Task to complete>
Set it all down exactly, every record and every line.

Source records>
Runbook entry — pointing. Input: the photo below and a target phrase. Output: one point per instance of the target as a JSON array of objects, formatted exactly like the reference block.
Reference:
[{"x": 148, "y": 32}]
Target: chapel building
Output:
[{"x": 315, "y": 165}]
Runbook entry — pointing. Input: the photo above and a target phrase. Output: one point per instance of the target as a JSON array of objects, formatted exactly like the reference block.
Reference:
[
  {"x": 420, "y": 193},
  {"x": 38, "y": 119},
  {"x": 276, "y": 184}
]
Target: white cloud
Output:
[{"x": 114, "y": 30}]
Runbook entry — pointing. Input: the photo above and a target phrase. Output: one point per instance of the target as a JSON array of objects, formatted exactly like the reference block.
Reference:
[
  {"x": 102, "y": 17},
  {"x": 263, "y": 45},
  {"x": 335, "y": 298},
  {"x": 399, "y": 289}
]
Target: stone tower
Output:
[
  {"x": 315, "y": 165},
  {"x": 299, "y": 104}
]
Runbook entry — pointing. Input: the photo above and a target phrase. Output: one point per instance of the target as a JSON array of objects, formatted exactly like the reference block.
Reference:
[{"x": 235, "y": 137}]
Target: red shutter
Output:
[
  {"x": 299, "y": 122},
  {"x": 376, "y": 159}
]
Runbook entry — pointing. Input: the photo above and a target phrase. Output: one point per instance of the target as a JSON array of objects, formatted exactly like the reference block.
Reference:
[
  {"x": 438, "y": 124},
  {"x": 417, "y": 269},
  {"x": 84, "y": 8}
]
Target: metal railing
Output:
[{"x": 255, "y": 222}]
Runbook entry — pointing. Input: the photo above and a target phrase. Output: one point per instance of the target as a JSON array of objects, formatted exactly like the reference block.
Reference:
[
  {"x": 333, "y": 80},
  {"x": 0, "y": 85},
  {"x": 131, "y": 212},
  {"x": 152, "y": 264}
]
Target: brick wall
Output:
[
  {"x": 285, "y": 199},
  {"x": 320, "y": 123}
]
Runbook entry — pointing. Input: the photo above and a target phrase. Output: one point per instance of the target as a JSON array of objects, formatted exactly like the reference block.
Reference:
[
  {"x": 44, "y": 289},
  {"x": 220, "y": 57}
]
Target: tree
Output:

Written response>
Runbook entry — pointing. Input: the photo below and a target phrase. Output: one point per instance of the target as a JSON array of objects, formatted exactly like the reference block.
Reference:
[{"x": 148, "y": 32}]
Target: chapel building
Output:
[{"x": 315, "y": 165}]
Runbook entry — pointing. Input: the photo above and a target phrase. Output: one point per instance of the target as a JSON array of objects, formatted exactly like the reference block.
Reference:
[
  {"x": 420, "y": 193},
  {"x": 38, "y": 119},
  {"x": 276, "y": 184}
]
Target: white cloud
Output:
[{"x": 114, "y": 30}]
Runbook entry — pointing. Input: the photo above and a target phrase. Output: one point per instance of the target as a JSON array of objects, formatted exactly like the reference block.
Reference:
[
  {"x": 102, "y": 17},
  {"x": 263, "y": 45},
  {"x": 335, "y": 298},
  {"x": 399, "y": 289}
]
Target: stone tower
Output:
[
  {"x": 315, "y": 165},
  {"x": 299, "y": 104}
]
Runbook entry — pointing. Input: the photo above and a target phrase. Output: one point per instance of the target as a JSON array of objects, formatted exactly like the reference block.
Reference:
[{"x": 235, "y": 137}]
Target: red shutter
Output:
[
  {"x": 299, "y": 122},
  {"x": 376, "y": 159}
]
Runbook entry — pointing. Input: the photo above and a target phrase. Output: one point per instance of the target as a JSON array of objects, formatted exactly like the reference block.
Reference:
[
  {"x": 438, "y": 124},
  {"x": 417, "y": 269},
  {"x": 84, "y": 8}
]
Target: metal railing
Output:
[{"x": 255, "y": 222}]
Runbook entry — pointing. Input: the photo above and a target phrase. Output: one point per instance of the target as a JSON array of objects, formatted exactly like the reference block.
Reference:
[
  {"x": 333, "y": 80},
  {"x": 0, "y": 85},
  {"x": 131, "y": 212},
  {"x": 152, "y": 264}
]
Target: brick wall
Output:
[
  {"x": 285, "y": 199},
  {"x": 320, "y": 123}
]
Runbook entry — pointing. Input: the photo above and a target phrase. Output: one point per instance of the target as a JSON array of objects, formatted exactly like the reference block.
Reference:
[
  {"x": 44, "y": 289},
  {"x": 220, "y": 57}
]
Target: tree
Output:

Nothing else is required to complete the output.